--- Records provided ---

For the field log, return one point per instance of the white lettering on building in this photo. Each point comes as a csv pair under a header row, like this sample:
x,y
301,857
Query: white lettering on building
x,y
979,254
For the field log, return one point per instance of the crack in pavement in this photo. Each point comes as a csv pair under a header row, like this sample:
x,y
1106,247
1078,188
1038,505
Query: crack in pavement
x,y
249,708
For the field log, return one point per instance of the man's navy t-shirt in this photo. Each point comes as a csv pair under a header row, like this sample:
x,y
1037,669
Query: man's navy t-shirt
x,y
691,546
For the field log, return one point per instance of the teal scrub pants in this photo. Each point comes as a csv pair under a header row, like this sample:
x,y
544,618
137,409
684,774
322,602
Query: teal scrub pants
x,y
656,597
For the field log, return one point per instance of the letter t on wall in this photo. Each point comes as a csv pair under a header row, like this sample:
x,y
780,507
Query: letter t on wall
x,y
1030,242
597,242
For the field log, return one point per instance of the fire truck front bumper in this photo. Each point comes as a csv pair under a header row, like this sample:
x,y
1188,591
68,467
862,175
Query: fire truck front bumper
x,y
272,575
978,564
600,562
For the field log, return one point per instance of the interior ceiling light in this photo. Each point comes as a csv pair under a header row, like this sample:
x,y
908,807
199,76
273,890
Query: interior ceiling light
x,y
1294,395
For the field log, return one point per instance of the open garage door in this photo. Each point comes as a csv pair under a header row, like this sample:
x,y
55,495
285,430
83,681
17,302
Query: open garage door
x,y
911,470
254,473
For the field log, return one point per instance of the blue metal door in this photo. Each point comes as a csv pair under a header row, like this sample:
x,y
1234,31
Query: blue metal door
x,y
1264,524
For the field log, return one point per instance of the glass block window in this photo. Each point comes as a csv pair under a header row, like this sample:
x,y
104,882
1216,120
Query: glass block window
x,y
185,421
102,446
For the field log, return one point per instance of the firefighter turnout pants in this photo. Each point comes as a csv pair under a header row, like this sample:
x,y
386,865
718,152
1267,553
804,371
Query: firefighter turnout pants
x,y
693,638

---

Express everything from the line with "the fire truck" up to and including the final line of the rows as a Markdown table with the columns No. and Line, numbering each line and omitting blank lines.

• **The answer**
| No. | Line |
|---|---|
| 1 | For the field log, return one point per instance of the fire truck front bumper in this photo. Each point comes as a csv pair under a header row, like this sample: |
| 2 | x,y |
| 3 | 1188,591 |
| 4 | 68,467 |
| 5 | 862,175 |
| 6 | Query: fire truck front bumper |
| 7 | x,y |
| 8 | 272,575 |
| 9 | 978,564 |
| 10 | 600,562 |
| 11 | For the field log, return one point per instance of the interior ceiling light in this photo. Each point comes as a csv pair under a header row, like this sample: |
| 12 | x,y |
| 13 | 908,807 |
| 14 | 199,76 |
| 15 | 273,890 |
| 16 | Query: interior ceiling light |
| 17 | x,y |
| 18 | 1294,395 |
| 19 | For the field log, return one point per instance of the open garage door in this photo. Each point comes as a csv pair under a header row, like this sample: |
| 20 | x,y |
| 21 | 55,495 |
| 22 | 285,430 |
| 23 | 83,681 |
| 24 | 17,302 |
| 25 | Query: open garage door |
| 26 | x,y |
| 27 | 911,470 |
| 28 | 254,473 |
| 29 | For the field log, return one point per instance of the blue metal door in this photo. Each point comes as a csv pair under a header row, like this sample: |
| 30 | x,y |
| 31 | 1234,31 |
| 32 | Query: blue metal door |
| 33 | x,y |
| 34 | 1264,524 |
| 35 | For the field log, return one point per instance of the glass block window in this photo. Each point comes as a csv pair under a header row, like this sample: |
| 36 | x,y |
| 37 | 104,882 |
| 38 | 1216,120 |
| 39 | Query: glass block window |
| 40 | x,y |
| 41 | 185,421 |
| 42 | 102,446 |
| 43 | For the field log, return one point per instance of the firefighter turnout pants in this photo. Each point comes as a csv pair under a header row, like this sample: |
| 44 | x,y |
| 45 | 386,865 |
| 46 | 718,152 |
| 47 | 1267,553 |
| 48 | 804,371 |
| 49 | Query: firefighter turnout pants |
| 50 | x,y |
| 51 | 693,638 |